| Consignes |
1/ Pourrais-tu réécrire le passage du texte sur le paludisme au Cameroun de « Les explications recueillies » à « corps d’un animal. » en substituant « témoins » à « informateurs » ?
2/ Peux-tu poursuivre le texte sur les représentations sociales du paludisme au Cameroun à partir de l'endroit où il s'arrête ?

| Extrait du texte |
== == ==

1. Marqueurs linguistiques des représentations sociales du paludisme au Cameroun

Il ne s’agit nullement dans cette partie de notre travail de faire un inventaire exhaustif d’éléments de désignation du paludisme dans les langues du Cameroun. Une telle entreprise, à l’évidence, serait plutôt titanesque, eu égard au nombre de langues parlées dans le pays95. Aussi nous limiterons-nous à quelques exemples liés aux langues utilisées par quelques groupes sociaux. Seul une bonne investigation anthropologique peut permettre de faire le tour de cette question, ce qui déborde du propos du présent travail.

L. J. Van der Veen (op.cit.), dans ses travaux, est parvenu à établir un des principes fondamentaux de dénomination des troubles pathologiques en Afrique centrale. Selon lui, de nombreux troubles sont désignés par le nom de la zone du corps affectée. Ce mécanisme est appelée la ‘métonymie de l’organe affecté pour l’affection’. Par exemple, il est courant que les gens disent qu’ils ont l’estomac ou le foie pour parler de l’ulcère de l’estomac ou d’un mal du foie. Cette recherche a découvert qu’un lexème peut souvent désigner des troubles différents dans des langues bantou différentes. Certains désordres pathologiques sont aussi souvent nommés par des termes désignant des manifestations symptomatiques localement perçues (par exemple : froidpour désigner la fièvre ou le paludisme ; chaud ou chaleur pour la fièvre chaude des nourrissons) ; ou encore par des termes désignant la cause ou l’origine présumées (animalpour le paludisme en langue Fang96).

Les explications recueillies auprès de certains informateurs révèlent que cette identification de la maladie viendrait du fait que la maladie provoquerait souvent des amaigrissements chez leurs victimes et donneraient l’impression que des parties de leurs corps seraient mangées au cours de la maladie, exactement comme pourraient l’être le corps d’un animal.

Certaines de ces désignations seraient métaphoriques. A titre d’illustration, chez les Bamilékés, l’on parle souvent du bon palu pour designer les accès fébriles causés par la grossesse chez une jeune femme nouvellement mariée. Nos informateurs nous ont expliqué que la fièvre est très souvent un signe prémonitoire de la survenue d’une grossesse. Or, en Afrique, de façon générale, lorsqu’une femme se marie, son entourage est aux aguets d’une gestation pendant les premiers mois de son mariage. Dans le cas d’une grossesse, le bon palu est une bonne nouvelle et n’impose aucun souci de prise en charge urgente. En revanche, le mauvais palu, désignant un accès fébrile chez une jeune mariée qui n’est pas enceinte, est inquiétant et nécessite une prise en charge urgente pour éviter des complications.

== == ==

| Extrait de données |
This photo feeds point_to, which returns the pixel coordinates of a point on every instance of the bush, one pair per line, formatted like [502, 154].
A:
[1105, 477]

== == ==

| Réponses |
1/
Les explications recueillies auprès de certains témoins révèlent que cette identification de la maladie viendrait du fait que la maladie provoquerait souvent des amaigrissements chez leurs victimes et donneraient l’impression que des parties de leurs corps seraient mangées au cours de la maladie, exactement comme pourraient l’être le corps d’un animal.

2/
Le paludisme ne déroge donc pas fondamentalement aux conclusions des recherches de L. J. Van Veen. Dans plusieurs langues camerounaises, les lexèmes qui permettent de désigner cette pathologie renvoient aux manifestations de la maladie. Il s’agit de la fièvre, des frissons, du froid, des céphalées et des variations de température (le corps qui chauffe)97. Dans d’autres par contre, les lexèmes qui désignent le paludisme n’ont aucune relation avec les manifestations de la maladie98. Nous n’avons pas mentionné les différents lexèmes désignant le paludisme dans ces langues simplement pour des problèmes de phonétique. Nous en avons recueilli les significations auprès des personnes qui parlent correctement ces langues. Ces désignations de la maladie traduisent généralement les croyances, le patrimoine culturel et les perceptions que les personnes, prises isolement, et les communautés ont du paludisme. Elles traduisent aussi le vécu quotidien de la maladie et constituent des représentations que les individus construisent de la maladie.

Notes
95.

Près de 250 langues au total.

96.

Une langue parlée dans le Sud Cameroun.

97.

C’est le cas du Fufuldé dans le nord Cameroun et plusieurs langues Bamiléké dans l’ouest du pays.

98.

C’est le cas dans les langues Béti qui font allusion à la viande ou à un animal.